However, like many other traditional fermented foods in Africa, the production of palm wine is by the age-old method of chance inoculation and uncontrolled fermentation. Therefore, the usual variations in the quality and stability of the product are not unexpected. The sap of the palm tree is tapped and allowed to undergo spontaneous fermentation, which promotes the proliferation of yeast species for the conversion of the sweet substrate into an alcoholic beverage containing important nutritional components, including amino acids, proteins, vitamins and sugars  . The process of tapping palm wine involves first felling or cutting down the tree, leaving the felled tree for a period of about 2 weeks for the sap to concentrate, followed by tapping for up to 8 weeks. Many problems associated with the different aspects of indigenous food fermentation processes including lack of good manufacturing procedure or hygiene code; lack of knowledge of nutritional and toxicological implication of the fermentation are important with particular reference to palm wine tapping and processing in that the quality is determined among others by the effectiveness of the tapping or fermentation process. Important works have been done in West Africa, especially in Ghana and Nigeria during the last 20 years on various aspects of palm wine including its production and composition   , but to our knowledge, variations in palm wine quality throughout tapping and oil palm tree varietal effect have not yet assessed particularly. In Côte d’Ivoire, palm wine is mainly obtained from palm oil tree Elaeis guineensis which involves many varieties. As palm wine has a significant role in customary practices in Africa, it is important that the microbiology and biochemistry of its tapping process are well understood. Thus, this study was carried out to investigate the microbiological and biochemical changes which occur in palm wine during the tapping of two varieties of felled oil palm trees.

▶ _DATA SHOWN_
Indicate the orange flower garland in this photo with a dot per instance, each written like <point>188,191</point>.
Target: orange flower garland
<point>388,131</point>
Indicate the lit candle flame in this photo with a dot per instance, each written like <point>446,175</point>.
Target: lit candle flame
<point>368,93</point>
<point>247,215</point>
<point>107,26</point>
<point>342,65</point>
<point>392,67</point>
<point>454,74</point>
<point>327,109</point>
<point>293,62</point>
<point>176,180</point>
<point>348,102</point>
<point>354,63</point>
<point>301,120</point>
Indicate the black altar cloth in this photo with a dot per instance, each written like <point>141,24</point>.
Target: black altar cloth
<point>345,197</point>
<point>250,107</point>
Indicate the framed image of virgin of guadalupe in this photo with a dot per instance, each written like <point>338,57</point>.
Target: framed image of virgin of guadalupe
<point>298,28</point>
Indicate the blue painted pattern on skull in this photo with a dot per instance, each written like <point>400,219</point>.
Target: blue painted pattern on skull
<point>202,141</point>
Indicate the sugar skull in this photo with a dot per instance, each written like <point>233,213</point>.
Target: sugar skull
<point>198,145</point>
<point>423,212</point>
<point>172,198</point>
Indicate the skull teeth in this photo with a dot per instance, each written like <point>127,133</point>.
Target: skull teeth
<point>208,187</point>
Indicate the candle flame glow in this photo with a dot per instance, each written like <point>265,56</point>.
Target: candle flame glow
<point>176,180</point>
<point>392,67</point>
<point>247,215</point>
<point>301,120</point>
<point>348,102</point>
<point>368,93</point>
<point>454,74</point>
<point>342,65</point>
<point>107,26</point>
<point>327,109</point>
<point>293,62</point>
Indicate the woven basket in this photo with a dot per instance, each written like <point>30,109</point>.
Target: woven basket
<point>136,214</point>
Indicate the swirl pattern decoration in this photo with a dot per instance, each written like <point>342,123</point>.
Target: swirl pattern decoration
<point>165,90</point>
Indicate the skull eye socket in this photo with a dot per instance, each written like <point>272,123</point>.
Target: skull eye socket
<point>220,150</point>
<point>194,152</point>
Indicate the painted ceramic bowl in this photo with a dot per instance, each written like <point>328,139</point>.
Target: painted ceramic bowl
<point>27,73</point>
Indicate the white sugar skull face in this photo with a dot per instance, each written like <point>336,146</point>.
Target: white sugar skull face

▶ _WORK INSTRUCTION_
Pick up the palm wine text after its last sentence and write the next part.

▶ _YOUR RESPONSE_
2. Materials and Methods
2.1. Materials and Sampling
Palm wine samples were obtained during the tapping of 20 palm trees (E. guineensis) of two varieties (Dura and Tenera) at the University Nangui Abrogoua (Côte d’Ivoire) over a period of 5 months. Collection of palm wine during tapping was normally done twice a day by the tapper, but in this study samples were collected at three day intervals each morning of sampling day at 7:00 AM in stomacher bags from the beginning until the end of tapping. These samples were immediately transported to the laboratory for analyses, carried out in replicates.
2.2. Biochemical Analysis
2.2.1. Determination of pH and Total Titratable Acidity
The pH of palm wine samples was determined directly using a pH-meter (pH-meter P 107, CONSORT, Bioblock, France) after calibration with standard buffers. Total titratable acidity was determined by titrating samples against 0.1 M NaOH using 1% phenolphthalein as indicator as described by  and expressed as percentage of lactic acid.
2.2.2. Determination of Total and Reducing Sugars
Total sugars in palm wine samples were determined using phenol sulphuric acid method according to Dubois   , while reducing sugars were quantified as previously described by Bernfeld  . Two independent measurements were made on each sample and results were expressed in g/L.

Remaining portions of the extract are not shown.